[Start of DATA SHOWN]

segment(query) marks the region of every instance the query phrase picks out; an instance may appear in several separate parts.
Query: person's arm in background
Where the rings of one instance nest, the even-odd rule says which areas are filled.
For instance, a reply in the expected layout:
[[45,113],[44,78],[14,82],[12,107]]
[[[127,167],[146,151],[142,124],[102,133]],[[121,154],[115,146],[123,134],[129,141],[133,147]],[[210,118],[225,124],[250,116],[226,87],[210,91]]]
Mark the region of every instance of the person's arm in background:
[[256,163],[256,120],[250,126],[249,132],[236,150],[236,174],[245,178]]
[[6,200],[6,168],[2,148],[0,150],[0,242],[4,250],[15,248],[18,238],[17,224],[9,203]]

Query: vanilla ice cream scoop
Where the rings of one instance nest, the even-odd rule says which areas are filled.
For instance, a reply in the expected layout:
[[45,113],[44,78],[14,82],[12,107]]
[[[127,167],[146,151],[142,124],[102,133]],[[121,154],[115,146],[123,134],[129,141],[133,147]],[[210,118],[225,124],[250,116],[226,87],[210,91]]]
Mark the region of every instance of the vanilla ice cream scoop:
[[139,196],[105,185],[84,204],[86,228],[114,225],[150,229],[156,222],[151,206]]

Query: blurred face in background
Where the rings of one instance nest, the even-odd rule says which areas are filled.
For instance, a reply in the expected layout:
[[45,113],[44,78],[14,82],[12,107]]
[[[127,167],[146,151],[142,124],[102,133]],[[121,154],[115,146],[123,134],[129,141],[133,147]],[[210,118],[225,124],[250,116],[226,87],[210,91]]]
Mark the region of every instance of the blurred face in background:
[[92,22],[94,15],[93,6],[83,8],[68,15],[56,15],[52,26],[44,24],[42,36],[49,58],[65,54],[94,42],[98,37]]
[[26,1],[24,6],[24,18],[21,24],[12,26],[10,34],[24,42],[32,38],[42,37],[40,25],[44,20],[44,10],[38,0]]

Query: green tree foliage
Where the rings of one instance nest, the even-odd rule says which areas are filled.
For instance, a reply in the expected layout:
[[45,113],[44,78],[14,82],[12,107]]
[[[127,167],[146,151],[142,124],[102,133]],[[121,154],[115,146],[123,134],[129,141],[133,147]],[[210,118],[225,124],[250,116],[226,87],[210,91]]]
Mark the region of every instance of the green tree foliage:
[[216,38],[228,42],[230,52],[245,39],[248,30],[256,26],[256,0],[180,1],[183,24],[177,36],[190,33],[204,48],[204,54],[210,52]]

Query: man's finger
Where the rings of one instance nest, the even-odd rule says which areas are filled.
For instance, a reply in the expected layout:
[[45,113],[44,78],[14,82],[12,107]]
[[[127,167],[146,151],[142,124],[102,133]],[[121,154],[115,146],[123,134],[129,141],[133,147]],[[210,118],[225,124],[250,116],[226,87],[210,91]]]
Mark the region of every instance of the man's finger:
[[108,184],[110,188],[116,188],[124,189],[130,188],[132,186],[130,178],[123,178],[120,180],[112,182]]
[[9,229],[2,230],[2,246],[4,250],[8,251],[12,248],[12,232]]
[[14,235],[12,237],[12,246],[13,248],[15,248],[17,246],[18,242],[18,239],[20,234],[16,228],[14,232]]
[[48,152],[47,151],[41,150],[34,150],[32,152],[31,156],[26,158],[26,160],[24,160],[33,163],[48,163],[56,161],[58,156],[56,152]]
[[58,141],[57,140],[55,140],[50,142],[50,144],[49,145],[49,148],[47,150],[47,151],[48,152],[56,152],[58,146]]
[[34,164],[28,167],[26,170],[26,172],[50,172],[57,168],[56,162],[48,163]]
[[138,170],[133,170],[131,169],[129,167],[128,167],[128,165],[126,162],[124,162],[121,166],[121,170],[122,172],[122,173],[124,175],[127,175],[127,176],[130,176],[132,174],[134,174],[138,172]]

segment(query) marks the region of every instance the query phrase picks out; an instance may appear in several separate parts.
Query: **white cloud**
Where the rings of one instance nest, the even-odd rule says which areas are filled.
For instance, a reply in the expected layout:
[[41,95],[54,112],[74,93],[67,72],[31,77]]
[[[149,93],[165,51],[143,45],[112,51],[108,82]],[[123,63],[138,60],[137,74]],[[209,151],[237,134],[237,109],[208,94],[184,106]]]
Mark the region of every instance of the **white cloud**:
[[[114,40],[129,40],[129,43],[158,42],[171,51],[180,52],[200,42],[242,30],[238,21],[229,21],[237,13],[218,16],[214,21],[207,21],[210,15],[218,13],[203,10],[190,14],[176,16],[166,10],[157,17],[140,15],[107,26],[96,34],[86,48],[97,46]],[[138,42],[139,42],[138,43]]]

[End of DATA SHOWN]
[Start of DATA SHOWN]

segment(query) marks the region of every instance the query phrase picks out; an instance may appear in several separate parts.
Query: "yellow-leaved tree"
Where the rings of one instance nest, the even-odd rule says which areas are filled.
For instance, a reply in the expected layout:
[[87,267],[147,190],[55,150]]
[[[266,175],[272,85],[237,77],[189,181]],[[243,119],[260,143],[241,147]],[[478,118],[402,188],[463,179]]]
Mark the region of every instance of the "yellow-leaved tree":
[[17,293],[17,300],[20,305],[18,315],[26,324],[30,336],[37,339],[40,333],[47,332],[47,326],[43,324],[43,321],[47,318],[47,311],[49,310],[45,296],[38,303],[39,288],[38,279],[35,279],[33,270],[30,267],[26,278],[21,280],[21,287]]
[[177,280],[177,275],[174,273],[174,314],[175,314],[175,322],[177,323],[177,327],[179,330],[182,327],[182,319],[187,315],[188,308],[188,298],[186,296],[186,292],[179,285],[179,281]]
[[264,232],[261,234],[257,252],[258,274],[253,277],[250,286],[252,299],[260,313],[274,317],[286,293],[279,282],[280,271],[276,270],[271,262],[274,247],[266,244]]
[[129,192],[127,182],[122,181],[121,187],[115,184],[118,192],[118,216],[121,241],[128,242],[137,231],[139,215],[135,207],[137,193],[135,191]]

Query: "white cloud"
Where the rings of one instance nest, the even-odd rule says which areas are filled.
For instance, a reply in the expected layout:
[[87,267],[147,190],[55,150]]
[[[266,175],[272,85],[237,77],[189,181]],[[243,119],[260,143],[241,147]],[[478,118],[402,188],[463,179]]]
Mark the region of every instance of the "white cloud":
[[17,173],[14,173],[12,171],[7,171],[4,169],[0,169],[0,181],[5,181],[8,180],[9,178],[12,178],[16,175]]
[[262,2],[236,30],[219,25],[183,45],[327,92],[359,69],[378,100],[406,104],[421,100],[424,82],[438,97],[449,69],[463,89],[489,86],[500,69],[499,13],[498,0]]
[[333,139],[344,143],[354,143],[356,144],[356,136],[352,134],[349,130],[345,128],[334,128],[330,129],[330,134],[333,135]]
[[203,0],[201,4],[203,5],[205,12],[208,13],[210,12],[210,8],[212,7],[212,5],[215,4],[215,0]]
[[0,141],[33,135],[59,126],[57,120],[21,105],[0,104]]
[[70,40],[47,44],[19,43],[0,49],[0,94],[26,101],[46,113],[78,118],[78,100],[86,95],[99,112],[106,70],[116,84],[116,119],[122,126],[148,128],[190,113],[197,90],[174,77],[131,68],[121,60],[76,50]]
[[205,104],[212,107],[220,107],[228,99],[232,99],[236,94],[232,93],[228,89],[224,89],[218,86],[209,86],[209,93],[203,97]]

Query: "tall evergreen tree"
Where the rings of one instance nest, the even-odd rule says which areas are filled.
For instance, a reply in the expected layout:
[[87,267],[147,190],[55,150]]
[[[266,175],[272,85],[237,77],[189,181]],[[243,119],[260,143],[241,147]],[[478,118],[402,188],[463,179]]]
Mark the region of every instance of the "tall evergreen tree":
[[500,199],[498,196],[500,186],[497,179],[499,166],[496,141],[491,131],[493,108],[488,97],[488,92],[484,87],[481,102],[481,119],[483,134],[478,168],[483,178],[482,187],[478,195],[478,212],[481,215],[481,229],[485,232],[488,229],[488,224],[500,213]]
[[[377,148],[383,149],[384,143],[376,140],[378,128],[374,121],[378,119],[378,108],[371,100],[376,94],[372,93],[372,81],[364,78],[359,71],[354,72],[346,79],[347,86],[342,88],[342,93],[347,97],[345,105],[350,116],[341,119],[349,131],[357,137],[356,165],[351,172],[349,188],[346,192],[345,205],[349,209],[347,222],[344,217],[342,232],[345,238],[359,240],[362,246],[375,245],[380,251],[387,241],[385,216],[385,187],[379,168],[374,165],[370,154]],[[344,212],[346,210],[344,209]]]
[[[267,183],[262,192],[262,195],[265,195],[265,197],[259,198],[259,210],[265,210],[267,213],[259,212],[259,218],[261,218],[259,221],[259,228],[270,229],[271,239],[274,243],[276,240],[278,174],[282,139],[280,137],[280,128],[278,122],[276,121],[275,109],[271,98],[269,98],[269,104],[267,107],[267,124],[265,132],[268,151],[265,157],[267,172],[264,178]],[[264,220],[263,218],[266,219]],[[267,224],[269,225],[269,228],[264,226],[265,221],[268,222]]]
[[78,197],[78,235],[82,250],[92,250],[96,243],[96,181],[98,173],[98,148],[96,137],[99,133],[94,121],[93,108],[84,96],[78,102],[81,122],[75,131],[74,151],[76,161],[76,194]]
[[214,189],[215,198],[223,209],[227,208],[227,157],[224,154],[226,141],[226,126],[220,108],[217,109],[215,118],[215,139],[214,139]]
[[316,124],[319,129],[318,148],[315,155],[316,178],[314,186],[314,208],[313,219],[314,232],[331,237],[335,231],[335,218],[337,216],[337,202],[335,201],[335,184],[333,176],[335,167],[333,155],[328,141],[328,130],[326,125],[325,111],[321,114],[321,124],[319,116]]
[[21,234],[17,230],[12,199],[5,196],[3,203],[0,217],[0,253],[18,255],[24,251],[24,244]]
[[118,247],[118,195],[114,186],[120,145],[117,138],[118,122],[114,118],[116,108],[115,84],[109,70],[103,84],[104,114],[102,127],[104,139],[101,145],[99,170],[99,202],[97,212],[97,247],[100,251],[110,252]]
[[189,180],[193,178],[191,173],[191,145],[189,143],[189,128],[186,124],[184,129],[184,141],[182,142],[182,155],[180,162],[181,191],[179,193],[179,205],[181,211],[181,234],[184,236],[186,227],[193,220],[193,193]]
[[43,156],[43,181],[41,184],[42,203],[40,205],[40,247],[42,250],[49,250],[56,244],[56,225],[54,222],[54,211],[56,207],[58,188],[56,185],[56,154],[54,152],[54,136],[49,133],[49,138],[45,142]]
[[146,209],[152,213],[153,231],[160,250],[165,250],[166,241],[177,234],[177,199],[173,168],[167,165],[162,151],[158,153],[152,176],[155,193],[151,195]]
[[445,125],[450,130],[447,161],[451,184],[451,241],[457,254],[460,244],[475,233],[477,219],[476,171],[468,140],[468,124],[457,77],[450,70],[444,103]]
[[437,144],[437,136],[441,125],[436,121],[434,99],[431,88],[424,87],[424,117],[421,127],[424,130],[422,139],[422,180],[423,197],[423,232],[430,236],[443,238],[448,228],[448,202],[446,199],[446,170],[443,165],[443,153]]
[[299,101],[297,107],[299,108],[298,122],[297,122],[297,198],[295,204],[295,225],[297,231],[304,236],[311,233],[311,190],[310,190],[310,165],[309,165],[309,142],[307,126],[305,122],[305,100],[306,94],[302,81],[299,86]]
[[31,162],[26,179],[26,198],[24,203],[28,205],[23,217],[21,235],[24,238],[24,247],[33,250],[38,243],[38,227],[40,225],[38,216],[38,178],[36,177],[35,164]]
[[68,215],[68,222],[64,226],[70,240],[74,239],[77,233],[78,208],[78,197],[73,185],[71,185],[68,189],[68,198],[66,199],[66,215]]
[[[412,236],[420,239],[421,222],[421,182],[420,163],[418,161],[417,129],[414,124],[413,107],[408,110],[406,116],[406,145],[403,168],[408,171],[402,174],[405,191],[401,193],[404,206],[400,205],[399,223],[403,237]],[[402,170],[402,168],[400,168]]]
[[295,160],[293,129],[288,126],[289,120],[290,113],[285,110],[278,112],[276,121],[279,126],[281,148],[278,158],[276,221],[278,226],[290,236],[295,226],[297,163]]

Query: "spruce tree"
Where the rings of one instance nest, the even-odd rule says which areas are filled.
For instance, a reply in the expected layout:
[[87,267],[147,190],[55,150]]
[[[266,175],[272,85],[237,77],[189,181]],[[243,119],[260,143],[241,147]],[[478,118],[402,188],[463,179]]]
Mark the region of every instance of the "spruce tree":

[End of DATA SHOWN]
[Start of DATA SHOWN]

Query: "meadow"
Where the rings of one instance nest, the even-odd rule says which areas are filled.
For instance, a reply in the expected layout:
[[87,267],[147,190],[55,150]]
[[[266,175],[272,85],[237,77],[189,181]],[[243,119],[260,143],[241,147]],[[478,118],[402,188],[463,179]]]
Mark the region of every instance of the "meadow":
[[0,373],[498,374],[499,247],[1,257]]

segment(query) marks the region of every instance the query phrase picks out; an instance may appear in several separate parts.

[End of DATA SHOWN]

• _OBJECTIVE_
Gather every line from the three blocks above that contains the word "spruce", and copy each one.

• _TASK RESPONSE_
Query: "spruce tree"
Mark the region of every instance of the "spruce tree":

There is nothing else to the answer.